GIVEN TASK: Rewrite each of the records below, replacing every occurrence of "practice" with "exercise" and leaving everything else unchanged.

Entries from a pointing dataset:
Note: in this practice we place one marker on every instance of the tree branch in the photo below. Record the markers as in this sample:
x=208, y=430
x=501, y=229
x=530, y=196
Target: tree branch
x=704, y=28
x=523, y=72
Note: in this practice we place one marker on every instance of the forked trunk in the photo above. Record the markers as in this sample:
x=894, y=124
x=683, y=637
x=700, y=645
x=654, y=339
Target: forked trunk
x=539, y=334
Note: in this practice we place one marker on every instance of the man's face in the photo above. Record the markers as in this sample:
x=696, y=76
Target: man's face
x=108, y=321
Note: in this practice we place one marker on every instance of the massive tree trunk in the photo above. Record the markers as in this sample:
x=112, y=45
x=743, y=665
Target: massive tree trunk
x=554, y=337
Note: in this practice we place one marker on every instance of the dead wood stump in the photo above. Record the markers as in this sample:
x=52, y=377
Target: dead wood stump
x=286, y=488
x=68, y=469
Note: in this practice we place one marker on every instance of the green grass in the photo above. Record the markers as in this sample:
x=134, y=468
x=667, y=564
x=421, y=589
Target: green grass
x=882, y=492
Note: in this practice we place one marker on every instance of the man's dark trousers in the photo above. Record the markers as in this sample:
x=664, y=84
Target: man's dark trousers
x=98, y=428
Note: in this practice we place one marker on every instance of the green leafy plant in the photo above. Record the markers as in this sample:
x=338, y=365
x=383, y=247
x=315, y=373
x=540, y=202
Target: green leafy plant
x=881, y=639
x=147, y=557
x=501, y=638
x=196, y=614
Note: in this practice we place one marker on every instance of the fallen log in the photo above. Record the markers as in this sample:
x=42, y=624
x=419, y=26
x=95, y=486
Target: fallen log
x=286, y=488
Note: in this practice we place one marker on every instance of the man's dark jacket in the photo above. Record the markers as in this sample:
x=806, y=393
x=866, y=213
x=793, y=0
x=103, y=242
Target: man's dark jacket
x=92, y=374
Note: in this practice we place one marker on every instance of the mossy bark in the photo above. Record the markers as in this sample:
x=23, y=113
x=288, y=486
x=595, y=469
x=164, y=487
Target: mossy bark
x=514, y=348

COMPLETE ANSWER:
Note: in this exercise we place one marker on every instance of the tree branch in the photo below. Record the markers as in this sample:
x=208, y=430
x=501, y=229
x=530, y=196
Target: tree branch
x=704, y=28
x=523, y=72
Note: in this exercise we place one marker on every instance of the forked trunk in the photo above. Record the markers as in this sample:
x=894, y=124
x=683, y=637
x=700, y=645
x=654, y=339
Target: forked trunk
x=539, y=334
Note: in this exercise we place one marker on every instance of the man's face in the photo above. Record the markers as in this sample:
x=696, y=76
Target: man's face
x=108, y=321
Note: in this exercise we place one marker on every instance of the massive tree trunk in the photo above. Record the markers as in this sample:
x=112, y=45
x=743, y=665
Target: massive tree trunk
x=554, y=337
Note: in this exercise we place one marker on every instance of the dead wood stump in the photo above. Record the markers as in this sample:
x=52, y=377
Target: dead wood stump
x=286, y=488
x=68, y=469
Note: in this exercise we place one marker on every instance of the green grass in the photo above. Record the markers as in this sample:
x=134, y=468
x=667, y=564
x=421, y=589
Target: green grass
x=882, y=492
Note: in this exercise we place one marker on every instance of the man's dark trousers in the photo above. Record the markers as in this sample:
x=664, y=84
Target: man's dark trousers
x=98, y=428
Note: in this exercise we place one marker on every instance of the green leafy plant in the photo above. Record the markers as in this sample:
x=338, y=365
x=383, y=247
x=315, y=373
x=540, y=202
Target: green leafy plant
x=881, y=639
x=147, y=557
x=501, y=638
x=196, y=614
Note: in this exercise we place one marker on every instance of the fallen log in the photo above. Record the markers as in this sample:
x=42, y=624
x=419, y=26
x=95, y=486
Target: fallen log
x=286, y=488
Note: in this exercise we place one marker on every instance of the man's dark jacket in the photo above. Record the markers as in this sample:
x=806, y=393
x=866, y=213
x=793, y=0
x=103, y=242
Target: man's dark jacket
x=92, y=374
Note: in this exercise we place one marker on every instance of the mossy bark in the photo above. Record the markers as in this sample:
x=23, y=113
x=288, y=486
x=595, y=469
x=164, y=487
Target: mossy bark
x=514, y=348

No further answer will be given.